• **Your goal**: Render all of the records below as a Markdown table with two columns, Index and Content. Give each non-blank line its own numbered row, and leave the pictures out.
Data provided start
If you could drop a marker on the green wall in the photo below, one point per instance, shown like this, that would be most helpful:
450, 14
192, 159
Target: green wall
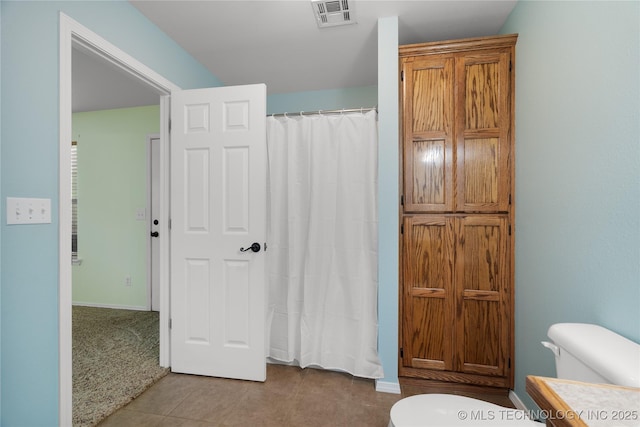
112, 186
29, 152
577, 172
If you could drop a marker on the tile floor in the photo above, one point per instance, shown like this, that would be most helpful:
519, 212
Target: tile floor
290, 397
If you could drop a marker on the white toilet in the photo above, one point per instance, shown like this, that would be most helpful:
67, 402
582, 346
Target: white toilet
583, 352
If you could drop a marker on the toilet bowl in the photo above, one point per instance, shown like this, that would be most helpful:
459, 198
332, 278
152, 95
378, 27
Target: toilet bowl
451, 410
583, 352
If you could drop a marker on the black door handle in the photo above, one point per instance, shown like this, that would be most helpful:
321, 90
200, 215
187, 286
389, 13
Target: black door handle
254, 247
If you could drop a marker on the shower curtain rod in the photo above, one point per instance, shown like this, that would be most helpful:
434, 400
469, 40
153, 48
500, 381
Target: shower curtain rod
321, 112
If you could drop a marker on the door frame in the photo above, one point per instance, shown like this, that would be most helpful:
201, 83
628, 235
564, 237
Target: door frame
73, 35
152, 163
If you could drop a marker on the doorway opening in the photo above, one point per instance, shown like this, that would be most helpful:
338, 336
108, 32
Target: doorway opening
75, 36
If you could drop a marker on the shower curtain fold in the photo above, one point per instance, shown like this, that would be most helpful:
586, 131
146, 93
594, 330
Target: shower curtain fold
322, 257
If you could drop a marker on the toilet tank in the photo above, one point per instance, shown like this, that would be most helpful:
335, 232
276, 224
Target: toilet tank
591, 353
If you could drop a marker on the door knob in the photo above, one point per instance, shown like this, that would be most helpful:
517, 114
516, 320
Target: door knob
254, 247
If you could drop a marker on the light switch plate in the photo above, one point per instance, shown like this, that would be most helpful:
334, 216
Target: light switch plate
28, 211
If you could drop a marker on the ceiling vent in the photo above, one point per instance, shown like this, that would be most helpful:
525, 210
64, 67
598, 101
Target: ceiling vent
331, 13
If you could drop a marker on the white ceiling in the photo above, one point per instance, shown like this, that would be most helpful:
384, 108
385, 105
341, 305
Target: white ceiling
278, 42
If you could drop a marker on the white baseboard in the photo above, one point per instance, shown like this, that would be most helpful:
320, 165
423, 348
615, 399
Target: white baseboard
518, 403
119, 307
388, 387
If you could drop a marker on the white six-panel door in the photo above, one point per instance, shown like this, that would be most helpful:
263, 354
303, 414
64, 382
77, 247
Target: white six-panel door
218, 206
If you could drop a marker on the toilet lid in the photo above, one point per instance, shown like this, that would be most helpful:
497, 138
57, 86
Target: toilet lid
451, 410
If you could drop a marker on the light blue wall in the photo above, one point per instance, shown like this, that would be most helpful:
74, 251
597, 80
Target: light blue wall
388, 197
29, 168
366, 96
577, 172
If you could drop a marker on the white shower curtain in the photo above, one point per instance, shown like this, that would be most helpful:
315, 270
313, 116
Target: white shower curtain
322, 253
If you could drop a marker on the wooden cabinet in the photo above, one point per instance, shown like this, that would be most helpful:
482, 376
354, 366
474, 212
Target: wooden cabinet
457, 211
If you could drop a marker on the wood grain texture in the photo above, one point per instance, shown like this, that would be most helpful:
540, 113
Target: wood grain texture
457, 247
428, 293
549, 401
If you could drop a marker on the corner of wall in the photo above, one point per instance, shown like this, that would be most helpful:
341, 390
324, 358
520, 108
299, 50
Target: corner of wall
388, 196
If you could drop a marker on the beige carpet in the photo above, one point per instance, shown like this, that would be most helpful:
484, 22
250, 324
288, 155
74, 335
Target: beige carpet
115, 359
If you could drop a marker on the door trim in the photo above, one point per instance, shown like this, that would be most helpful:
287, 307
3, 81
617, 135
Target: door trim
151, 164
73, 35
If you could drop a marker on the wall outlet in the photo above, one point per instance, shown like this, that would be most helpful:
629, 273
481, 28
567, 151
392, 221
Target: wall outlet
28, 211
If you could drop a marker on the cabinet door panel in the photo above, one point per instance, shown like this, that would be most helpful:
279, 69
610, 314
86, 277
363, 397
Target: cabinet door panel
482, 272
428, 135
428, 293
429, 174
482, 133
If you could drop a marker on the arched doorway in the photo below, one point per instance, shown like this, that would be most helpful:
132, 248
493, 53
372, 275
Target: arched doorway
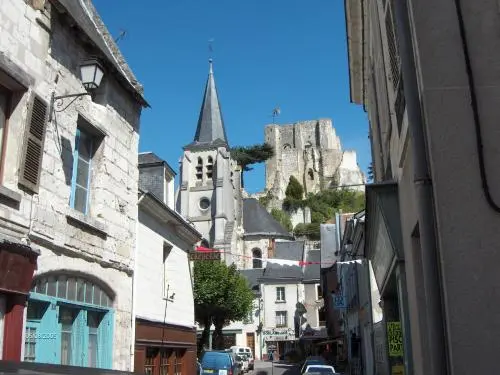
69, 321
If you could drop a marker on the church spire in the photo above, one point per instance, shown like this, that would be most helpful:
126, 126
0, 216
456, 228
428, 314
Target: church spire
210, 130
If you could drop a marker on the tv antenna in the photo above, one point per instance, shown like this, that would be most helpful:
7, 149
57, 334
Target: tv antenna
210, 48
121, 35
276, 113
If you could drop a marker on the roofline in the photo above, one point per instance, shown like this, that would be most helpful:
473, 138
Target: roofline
Data provided end
• **Written response**:
| Index | Content |
|---|---|
| 1 | If you could drop a marker on the green wall in the photo below, one point per instance, shown like this, that would be most helpful: |
| 2 | 450, 14 |
| 3 | 192, 159 |
| 4 | Target: green wall |
| 5 | 112, 186 |
| 6 | 29, 152 |
| 7 | 577, 172 |
| 8 | If you could drop a marker on the tile floor in the photo above, one point per instance, shown like this, that would be most helpful: |
| 9 | 519, 212 |
| 10 | Target: tile floor |
| 11 | 290, 397 |
| 12 | If you could drop a marker on the white toilet in the photo above, one point per instance, shown like this, that would be most helpful: |
| 13 | 67, 402 |
| 14 | 582, 346 |
| 15 | Target: white toilet |
| 16 | 583, 352 |
| 17 | If you could drop a marker on the toilet bowl in the photo above, one point per instance, shown like this, that would be most helpful: |
| 18 | 459, 198 |
| 19 | 332, 278 |
| 20 | 152, 95 |
| 21 | 378, 27 |
| 22 | Target: toilet bowl |
| 23 | 451, 410 |
| 24 | 583, 352 |
| 25 | If you could drop a marker on the black door handle in the photo above, one point per instance, shown like this, that would be most helpful: |
| 26 | 321, 90 |
| 27 | 200, 215 |
| 28 | 187, 286 |
| 29 | 389, 13 |
| 30 | Target: black door handle |
| 31 | 254, 247 |
| 32 | If you could drop a marker on the shower curtain rod in the photo above, one point per instance, shown like this, that would be most helpful: |
| 33 | 434, 400 |
| 34 | 469, 40 |
| 35 | 153, 48 |
| 36 | 500, 381 |
| 37 | Target: shower curtain rod |
| 38 | 321, 112 |
| 39 | If you could drop a marker on the door frame in the photo above, one point per instance, shown like this, that would be most helpful: |
| 40 | 201, 83 |
| 41 | 628, 235 |
| 42 | 564, 237 |
| 43 | Target: door frame |
| 44 | 73, 35 |
| 45 | 152, 163 |
| 46 | If you could drop a marker on the doorway opening in the photo above, one point per instance, shown like this, that would be most helpful: |
| 47 | 338, 336 |
| 48 | 108, 32 |
| 49 | Target: doorway opening |
| 50 | 75, 36 |
| 51 | If you could drop a marker on the shower curtain fold in the photo above, one point per instance, shown like this, that would be most helpful: |
| 52 | 586, 131 |
| 53 | 146, 93 |
| 54 | 594, 330 |
| 55 | Target: shower curtain fold |
| 56 | 322, 257 |
| 57 | If you could drop a marker on the toilet tank in the photo above, one point per instance, shown like this, that would be most helpful: |
| 58 | 335, 232 |
| 59 | 276, 224 |
| 60 | Target: toilet tank |
| 61 | 591, 353 |
| 62 | If you could drop a marker on the door knob in the photo above, one point per instance, shown like this, that would be most helpful: |
| 63 | 517, 114 |
| 64 | 516, 320 |
| 65 | Target: door knob |
| 66 | 254, 247 |
| 67 | If you could drop a marker on the light switch plate in the photo above, one point per instance, shown like this, that would be most helpful: |
| 68 | 334, 216 |
| 69 | Target: light switch plate |
| 70 | 28, 211 |
| 71 | If you could drop a marker on the ceiling vent in the photo above, one point per instance, shown like this, that would be most helpful: |
| 72 | 525, 210 |
| 73 | 64, 67 |
| 74 | 598, 101 |
| 75 | Target: ceiling vent |
| 76 | 331, 13 |
| 77 | If you could drop a marker on the white ceiling in the photo above, one point per instance, shown like this, that would be most helpful: |
| 78 | 384, 108 |
| 79 | 385, 105 |
| 80 | 341, 305 |
| 81 | Target: white ceiling |
| 82 | 278, 42 |
| 83 | If you could drop a marker on the white baseboard in the photo above, one point per instance, shown like this, that would be most helpful: |
| 84 | 320, 165 |
| 85 | 423, 348 |
| 86 | 615, 399 |
| 87 | Target: white baseboard |
| 88 | 518, 403 |
| 89 | 119, 307 |
| 90 | 388, 387 |
| 91 | If you could drop a marker on the white six-panel door in the photo above, one point per instance, shown like this, that would be most helpful: |
| 92 | 263, 354 |
| 93 | 303, 414 |
| 94 | 64, 382 |
| 95 | 77, 247 |
| 96 | Target: white six-panel door |
| 97 | 218, 206 |
| 98 | If you could drop a marker on the toilet lid in the photo above, one point per instance, shown like this, that would be most helpful: |
| 99 | 497, 138 |
| 100 | 57, 86 |
| 101 | Target: toilet lid |
| 102 | 451, 410 |
| 103 | If you could drop a marker on the light blue wall in the photo above, one point per instance, shown like this, that would be most helpful: |
| 104 | 74, 251 |
| 105 | 597, 80 |
| 106 | Target: light blue wall |
| 107 | 388, 197 |
| 108 | 29, 168 |
| 109 | 366, 96 |
| 110 | 577, 172 |
| 111 | If you could drop a marker on the white shower curtain in the photo above, one point per instance, shown like this, that would be most helpful: |
| 112 | 315, 270 |
| 113 | 313, 116 |
| 114 | Target: white shower curtain |
| 115 | 322, 253 |
| 116 | If you could drop a marker on the wooden cabinet in the photo above, one point per instance, shown like this, that would be most helpful: |
| 117 | 482, 376 |
| 118 | 354, 366 |
| 119 | 474, 212 |
| 120 | Target: wooden cabinet |
| 121 | 457, 211 |
| 122 | If you could drop a marker on the wood grain texture in the photo above, one point per instance, shown like this, that would be most helpful: |
| 123 | 540, 113 |
| 124 | Target: wood grain texture |
| 125 | 457, 247 |
| 126 | 428, 293 |
| 127 | 549, 401 |
| 128 | If you could drop a marker on the corner of wall in the photo above, one point per instance, shown like this, that would be most helpful: |
| 129 | 341, 390 |
| 130 | 324, 358 |
| 131 | 520, 108 |
| 132 | 299, 50 |
| 133 | Target: corner of wall |
| 134 | 388, 196 |
| 135 | If you could drop a marker on the beige carpet in the photo above, one point per instance, shown like this, that would be most helpful: |
| 136 | 484, 22 |
| 137 | 250, 324 |
| 138 | 288, 155 |
| 139 | 74, 335 |
| 140 | Target: beige carpet |
| 141 | 115, 359 |
| 142 | If you could drop a marker on the door trim in the photo above, one point per instance, shown like this, that would be most helpful: |
| 143 | 287, 307 |
| 144 | 3, 81 |
| 145 | 617, 135 |
| 146 | Target: door trim |
| 147 | 151, 164 |
| 148 | 73, 35 |
| 149 | If you could drop a marker on the wall outlet in the photo above, one point per instance, shown like this, that would be most helpful: |
| 150 | 629, 273 |
| 151 | 481, 28 |
| 152 | 567, 151 |
| 153 | 392, 221 |
| 154 | Target: wall outlet |
| 155 | 28, 211 |
| 156 | If you could drop a marker on the cabinet door panel in the photo above, one point per instance, shown like this, that would be most helpful: |
| 157 | 279, 69 |
| 158 | 610, 314 |
| 159 | 86, 277 |
| 160 | 363, 397 |
| 161 | Target: cabinet door panel |
| 162 | 482, 272 |
| 163 | 428, 135 |
| 164 | 428, 293 |
| 165 | 429, 174 |
| 166 | 482, 133 |
| 167 | If you could drop a marker on the arched doorway in the photo below, one point per instance, shown like this, that would be most helpful: |
| 168 | 132, 248 |
| 169 | 493, 53 |
| 170 | 372, 275 |
| 171 | Target: arched doorway |
| 172 | 69, 321 |
| 173 | If you could drop a marker on the church spire in the photo above, one point per instance, shown like this, that would be most helpful: |
| 174 | 126, 126 |
| 175 | 0, 216 |
| 176 | 456, 228 |
| 177 | 428, 314 |
| 178 | Target: church spire |
| 179 | 210, 130 |
| 180 | If you could drop a marker on the tv antenna in the photo above, one point per instance, shown like this, that would be most helpful: |
| 181 | 7, 149 |
| 182 | 57, 334 |
| 183 | Target: tv antenna |
| 184 | 210, 48 |
| 185 | 121, 35 |
| 186 | 276, 113 |
| 187 | If you could drop a marker on the roofline in the photo above, one point per instance, shown like this, that would be most helpful: |
| 188 | 473, 138 |
| 189 | Target: roofline |